(Job) Return every line of the listing below that contains the string "with". Uppercase and lowercase letters count as different.

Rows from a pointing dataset
· · · ·
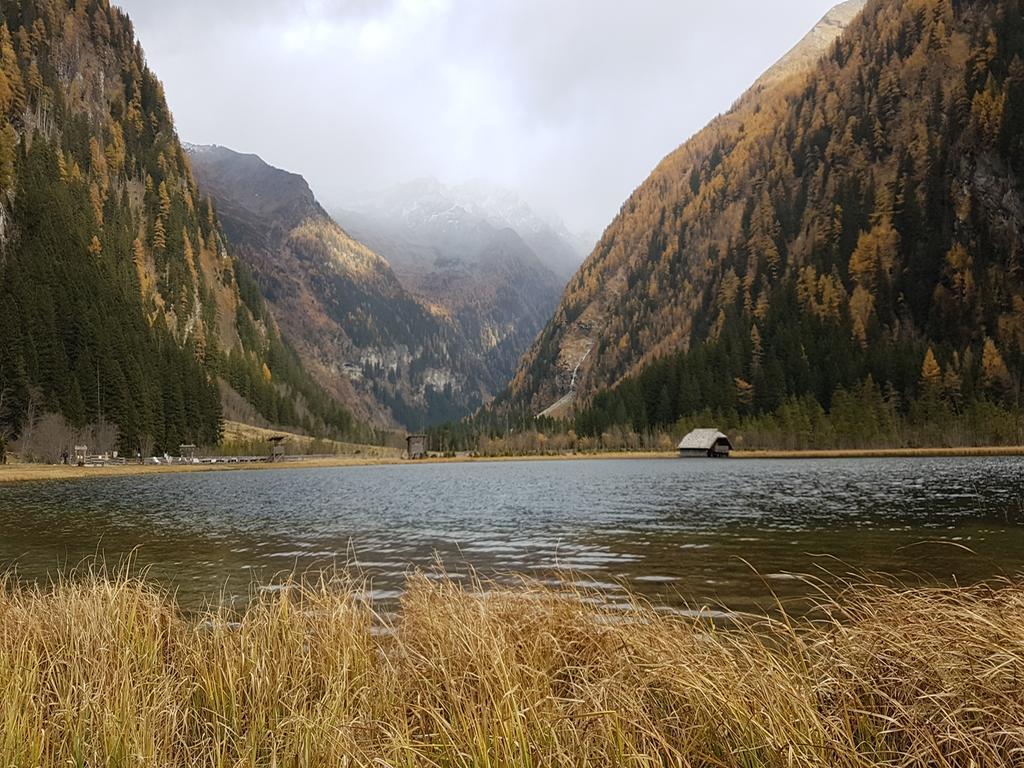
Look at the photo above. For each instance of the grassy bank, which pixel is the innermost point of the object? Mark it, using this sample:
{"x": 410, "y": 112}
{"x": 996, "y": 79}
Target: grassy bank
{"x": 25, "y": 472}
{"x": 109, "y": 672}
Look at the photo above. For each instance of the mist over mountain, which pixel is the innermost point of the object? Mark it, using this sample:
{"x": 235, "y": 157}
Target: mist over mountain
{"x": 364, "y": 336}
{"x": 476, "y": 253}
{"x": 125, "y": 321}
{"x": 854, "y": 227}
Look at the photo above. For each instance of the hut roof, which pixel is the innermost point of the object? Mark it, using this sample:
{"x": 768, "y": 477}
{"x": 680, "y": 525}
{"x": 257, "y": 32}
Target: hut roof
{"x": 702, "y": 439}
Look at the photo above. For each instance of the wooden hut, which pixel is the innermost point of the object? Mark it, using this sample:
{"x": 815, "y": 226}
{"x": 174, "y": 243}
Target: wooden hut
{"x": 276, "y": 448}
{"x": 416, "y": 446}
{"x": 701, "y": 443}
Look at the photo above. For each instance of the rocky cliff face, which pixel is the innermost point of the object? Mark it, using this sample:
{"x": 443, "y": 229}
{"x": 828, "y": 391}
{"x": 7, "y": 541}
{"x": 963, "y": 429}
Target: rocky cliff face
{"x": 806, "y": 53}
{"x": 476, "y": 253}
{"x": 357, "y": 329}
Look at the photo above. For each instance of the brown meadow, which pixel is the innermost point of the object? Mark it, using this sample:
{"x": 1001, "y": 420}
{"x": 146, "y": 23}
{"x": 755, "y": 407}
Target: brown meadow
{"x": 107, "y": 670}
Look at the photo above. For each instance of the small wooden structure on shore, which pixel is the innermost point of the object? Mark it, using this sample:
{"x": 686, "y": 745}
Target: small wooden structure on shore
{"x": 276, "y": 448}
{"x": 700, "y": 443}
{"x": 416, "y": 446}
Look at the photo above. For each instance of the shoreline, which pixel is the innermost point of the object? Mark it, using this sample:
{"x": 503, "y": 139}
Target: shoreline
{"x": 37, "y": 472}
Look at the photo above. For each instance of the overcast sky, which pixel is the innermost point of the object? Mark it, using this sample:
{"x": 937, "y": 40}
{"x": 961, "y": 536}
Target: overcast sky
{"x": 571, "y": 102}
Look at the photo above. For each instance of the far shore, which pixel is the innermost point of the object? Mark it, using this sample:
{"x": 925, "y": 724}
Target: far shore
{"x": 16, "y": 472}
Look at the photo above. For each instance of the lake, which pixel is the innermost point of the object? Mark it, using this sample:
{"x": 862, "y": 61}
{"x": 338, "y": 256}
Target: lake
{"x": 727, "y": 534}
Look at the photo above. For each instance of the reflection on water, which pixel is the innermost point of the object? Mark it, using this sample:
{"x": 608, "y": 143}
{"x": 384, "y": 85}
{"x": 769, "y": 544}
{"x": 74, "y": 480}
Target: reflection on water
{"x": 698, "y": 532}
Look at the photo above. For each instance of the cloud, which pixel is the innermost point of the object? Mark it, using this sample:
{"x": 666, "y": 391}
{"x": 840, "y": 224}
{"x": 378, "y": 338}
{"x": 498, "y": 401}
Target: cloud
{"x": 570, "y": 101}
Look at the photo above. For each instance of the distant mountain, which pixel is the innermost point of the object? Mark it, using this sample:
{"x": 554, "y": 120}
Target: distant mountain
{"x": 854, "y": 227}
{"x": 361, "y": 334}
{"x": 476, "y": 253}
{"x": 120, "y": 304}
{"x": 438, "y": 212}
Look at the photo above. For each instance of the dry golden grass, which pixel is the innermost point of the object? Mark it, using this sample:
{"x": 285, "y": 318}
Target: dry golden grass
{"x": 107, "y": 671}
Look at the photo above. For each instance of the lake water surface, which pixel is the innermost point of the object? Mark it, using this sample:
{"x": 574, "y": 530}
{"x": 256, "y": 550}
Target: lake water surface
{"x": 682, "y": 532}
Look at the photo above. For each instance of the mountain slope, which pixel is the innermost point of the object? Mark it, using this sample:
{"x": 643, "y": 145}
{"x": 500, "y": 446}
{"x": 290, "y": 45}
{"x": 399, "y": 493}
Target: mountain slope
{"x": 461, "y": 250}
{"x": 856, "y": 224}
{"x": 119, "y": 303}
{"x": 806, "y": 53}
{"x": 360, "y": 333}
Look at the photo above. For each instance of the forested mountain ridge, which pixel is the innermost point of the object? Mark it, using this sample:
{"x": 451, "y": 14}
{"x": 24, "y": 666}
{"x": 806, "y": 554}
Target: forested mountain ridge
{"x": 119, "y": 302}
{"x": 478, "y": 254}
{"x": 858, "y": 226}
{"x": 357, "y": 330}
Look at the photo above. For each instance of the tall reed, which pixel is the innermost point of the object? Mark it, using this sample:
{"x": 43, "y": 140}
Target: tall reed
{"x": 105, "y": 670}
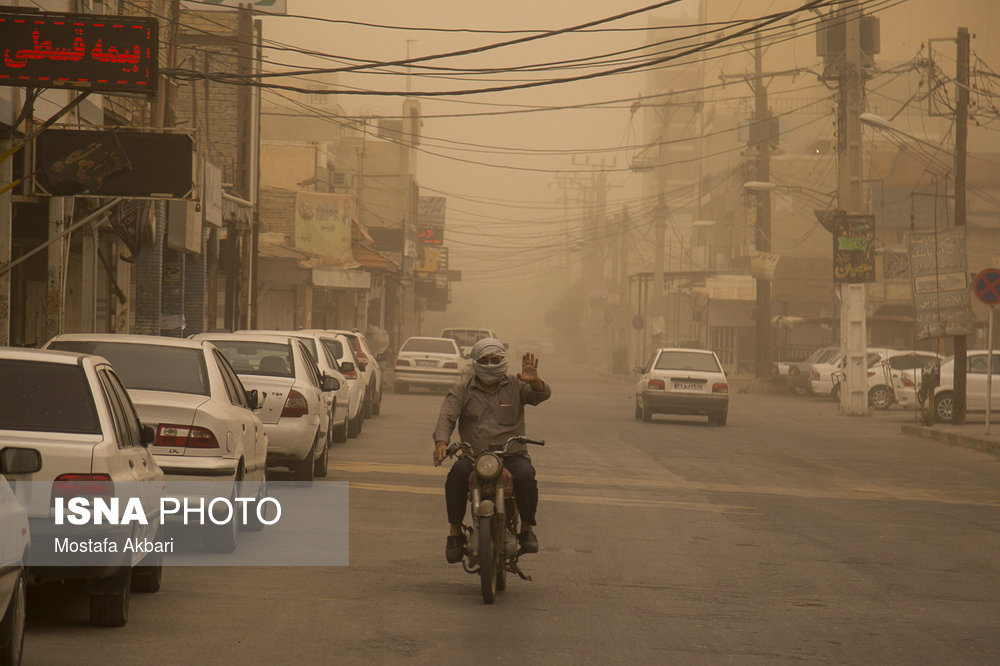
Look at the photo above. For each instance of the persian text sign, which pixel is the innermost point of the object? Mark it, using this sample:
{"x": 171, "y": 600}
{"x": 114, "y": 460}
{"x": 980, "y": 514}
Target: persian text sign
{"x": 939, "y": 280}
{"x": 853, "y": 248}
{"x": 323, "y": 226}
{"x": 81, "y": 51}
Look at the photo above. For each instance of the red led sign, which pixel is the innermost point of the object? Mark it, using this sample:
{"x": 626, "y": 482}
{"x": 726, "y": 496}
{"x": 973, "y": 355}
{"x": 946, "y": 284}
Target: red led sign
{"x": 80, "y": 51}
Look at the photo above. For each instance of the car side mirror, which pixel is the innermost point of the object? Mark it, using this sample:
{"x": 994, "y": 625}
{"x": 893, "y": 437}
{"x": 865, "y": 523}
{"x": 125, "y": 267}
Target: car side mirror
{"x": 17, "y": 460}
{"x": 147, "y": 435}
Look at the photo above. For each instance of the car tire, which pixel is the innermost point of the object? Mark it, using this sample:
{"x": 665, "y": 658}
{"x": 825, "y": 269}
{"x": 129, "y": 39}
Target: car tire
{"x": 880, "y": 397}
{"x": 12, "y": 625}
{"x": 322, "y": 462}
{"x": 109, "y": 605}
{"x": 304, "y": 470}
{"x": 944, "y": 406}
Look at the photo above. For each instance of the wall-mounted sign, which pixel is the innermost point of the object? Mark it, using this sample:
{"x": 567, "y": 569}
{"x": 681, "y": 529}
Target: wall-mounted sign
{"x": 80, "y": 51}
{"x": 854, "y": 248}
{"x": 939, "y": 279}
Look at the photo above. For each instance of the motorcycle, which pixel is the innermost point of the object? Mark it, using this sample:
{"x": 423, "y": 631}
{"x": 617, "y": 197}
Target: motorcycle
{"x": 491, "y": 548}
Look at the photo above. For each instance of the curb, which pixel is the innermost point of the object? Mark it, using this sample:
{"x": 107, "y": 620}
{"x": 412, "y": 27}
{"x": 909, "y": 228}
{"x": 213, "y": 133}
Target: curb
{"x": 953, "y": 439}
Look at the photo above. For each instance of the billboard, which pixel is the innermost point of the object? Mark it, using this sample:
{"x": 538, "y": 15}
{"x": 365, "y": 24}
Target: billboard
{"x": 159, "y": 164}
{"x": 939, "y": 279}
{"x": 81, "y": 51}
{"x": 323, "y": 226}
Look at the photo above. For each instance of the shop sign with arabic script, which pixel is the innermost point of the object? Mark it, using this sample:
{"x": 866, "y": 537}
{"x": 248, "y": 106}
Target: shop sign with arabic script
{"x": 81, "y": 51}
· · · ·
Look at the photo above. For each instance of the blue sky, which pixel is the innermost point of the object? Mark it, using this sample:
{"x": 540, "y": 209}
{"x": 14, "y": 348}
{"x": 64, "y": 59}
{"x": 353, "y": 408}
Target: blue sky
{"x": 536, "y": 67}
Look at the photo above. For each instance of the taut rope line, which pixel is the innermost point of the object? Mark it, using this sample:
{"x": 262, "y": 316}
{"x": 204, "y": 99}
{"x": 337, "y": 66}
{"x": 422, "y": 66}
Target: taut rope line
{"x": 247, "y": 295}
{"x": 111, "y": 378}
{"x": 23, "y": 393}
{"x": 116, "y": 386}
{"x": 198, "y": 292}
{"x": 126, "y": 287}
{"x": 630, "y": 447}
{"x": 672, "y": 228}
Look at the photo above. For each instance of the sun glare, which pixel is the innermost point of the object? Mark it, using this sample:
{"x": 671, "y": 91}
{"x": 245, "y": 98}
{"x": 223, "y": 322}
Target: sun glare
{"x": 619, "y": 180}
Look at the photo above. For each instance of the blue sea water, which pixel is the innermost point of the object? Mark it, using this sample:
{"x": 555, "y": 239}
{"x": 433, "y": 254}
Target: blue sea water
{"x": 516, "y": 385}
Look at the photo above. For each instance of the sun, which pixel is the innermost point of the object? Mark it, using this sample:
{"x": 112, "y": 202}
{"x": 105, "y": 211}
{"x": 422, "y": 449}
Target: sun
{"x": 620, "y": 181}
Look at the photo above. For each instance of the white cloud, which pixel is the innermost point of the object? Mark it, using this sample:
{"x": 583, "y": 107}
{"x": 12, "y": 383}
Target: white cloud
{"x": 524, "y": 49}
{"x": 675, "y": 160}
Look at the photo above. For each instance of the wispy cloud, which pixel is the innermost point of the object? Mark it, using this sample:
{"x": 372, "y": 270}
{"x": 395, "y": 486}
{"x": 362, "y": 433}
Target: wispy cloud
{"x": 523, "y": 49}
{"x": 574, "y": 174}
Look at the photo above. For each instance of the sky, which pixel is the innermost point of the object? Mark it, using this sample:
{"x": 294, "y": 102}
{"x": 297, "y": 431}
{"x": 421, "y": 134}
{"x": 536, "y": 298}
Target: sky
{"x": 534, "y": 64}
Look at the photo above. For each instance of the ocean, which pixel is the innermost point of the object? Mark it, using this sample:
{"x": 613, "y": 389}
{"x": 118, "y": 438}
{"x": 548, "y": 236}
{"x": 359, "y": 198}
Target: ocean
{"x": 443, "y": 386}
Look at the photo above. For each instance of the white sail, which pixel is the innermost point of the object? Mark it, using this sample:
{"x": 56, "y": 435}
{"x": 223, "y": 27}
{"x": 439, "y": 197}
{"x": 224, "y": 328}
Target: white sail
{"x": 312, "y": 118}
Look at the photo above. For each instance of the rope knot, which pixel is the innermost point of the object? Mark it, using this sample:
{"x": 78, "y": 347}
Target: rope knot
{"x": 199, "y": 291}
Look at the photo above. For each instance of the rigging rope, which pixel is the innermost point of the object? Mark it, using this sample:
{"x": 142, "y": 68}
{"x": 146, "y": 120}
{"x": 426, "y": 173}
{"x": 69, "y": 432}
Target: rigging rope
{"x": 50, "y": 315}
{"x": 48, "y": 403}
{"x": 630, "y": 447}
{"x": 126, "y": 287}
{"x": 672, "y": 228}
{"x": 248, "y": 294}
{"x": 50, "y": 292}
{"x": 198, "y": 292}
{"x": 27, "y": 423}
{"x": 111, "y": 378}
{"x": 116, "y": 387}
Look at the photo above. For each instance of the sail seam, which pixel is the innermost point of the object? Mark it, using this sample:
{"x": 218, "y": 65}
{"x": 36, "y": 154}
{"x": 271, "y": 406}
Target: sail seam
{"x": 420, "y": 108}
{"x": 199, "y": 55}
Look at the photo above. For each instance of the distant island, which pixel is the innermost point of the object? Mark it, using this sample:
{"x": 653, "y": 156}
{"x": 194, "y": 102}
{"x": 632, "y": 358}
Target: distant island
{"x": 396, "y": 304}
· · · ·
(Result for this task)
Look at the photo above. For each instance of the shop sign with arabic script, which pixel is the innermost point of the object? Mark it, using this sample:
Target: shop sign with arabic script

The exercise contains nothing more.